■ **Do this**: Repeat the rows beginning with the line that contains "Expected: for every instance of the paraglider pilot" and running through the line that contains "x=428 y=348", changing "silhouette" to "outline" and leaving everything else the same.

■ **Supplied material**:
>> BEGIN

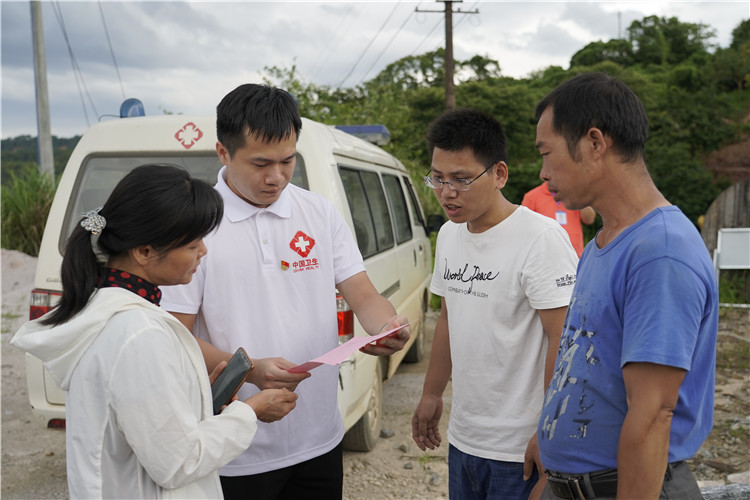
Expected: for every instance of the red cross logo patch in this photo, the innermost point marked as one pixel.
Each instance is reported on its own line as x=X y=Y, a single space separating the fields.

>> END
>> BEGIN

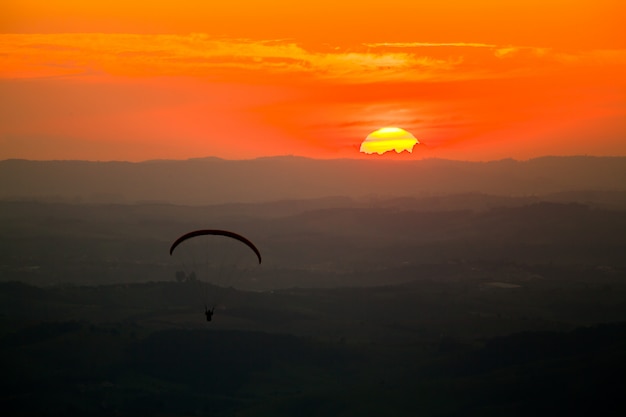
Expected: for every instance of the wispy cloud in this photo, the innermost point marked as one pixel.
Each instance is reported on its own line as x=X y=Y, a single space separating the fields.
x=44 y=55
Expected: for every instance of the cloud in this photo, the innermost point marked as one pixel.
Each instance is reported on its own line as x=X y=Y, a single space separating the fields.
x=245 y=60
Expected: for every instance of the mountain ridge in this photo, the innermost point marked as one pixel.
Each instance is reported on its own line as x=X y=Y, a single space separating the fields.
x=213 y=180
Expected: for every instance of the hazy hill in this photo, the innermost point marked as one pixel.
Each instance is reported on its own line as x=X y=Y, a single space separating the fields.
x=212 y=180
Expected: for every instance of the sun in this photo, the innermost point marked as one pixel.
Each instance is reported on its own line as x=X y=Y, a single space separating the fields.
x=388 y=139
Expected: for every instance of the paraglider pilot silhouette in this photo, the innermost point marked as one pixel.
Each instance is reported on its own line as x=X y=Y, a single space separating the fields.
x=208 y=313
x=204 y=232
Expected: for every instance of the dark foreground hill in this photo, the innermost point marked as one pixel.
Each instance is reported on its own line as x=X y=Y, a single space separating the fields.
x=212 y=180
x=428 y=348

>> END
>> BEGIN

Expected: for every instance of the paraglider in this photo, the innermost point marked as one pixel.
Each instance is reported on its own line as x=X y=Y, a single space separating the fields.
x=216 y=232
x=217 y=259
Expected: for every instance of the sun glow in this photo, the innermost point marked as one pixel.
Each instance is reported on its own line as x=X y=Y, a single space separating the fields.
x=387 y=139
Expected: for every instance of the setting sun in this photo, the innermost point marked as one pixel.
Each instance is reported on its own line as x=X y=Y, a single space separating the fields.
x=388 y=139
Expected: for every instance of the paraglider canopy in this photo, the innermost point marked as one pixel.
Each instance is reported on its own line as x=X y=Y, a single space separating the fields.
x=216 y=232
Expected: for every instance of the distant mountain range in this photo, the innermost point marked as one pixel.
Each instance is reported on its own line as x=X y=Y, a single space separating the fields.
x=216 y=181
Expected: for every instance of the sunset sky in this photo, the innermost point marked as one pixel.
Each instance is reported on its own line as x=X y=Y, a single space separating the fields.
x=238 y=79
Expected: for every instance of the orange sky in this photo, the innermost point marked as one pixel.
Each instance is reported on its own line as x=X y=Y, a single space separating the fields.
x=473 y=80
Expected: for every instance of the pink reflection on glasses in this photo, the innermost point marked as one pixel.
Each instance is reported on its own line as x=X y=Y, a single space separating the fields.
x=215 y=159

>> END

■ **Task answer**:
Expected: for every instance of the paraglider pilot outline in this photo, the innermost point marked as one pixel.
Each instance is reported on its own line as x=X y=Y, a single space separating the fields.
x=208 y=313
x=204 y=232
Expected: for every instance of the dark foreground hill in this photo, the innermost point marked as one pixel.
Each instance is reported on its own line as x=X y=Y, a single space separating the fields.
x=212 y=180
x=428 y=348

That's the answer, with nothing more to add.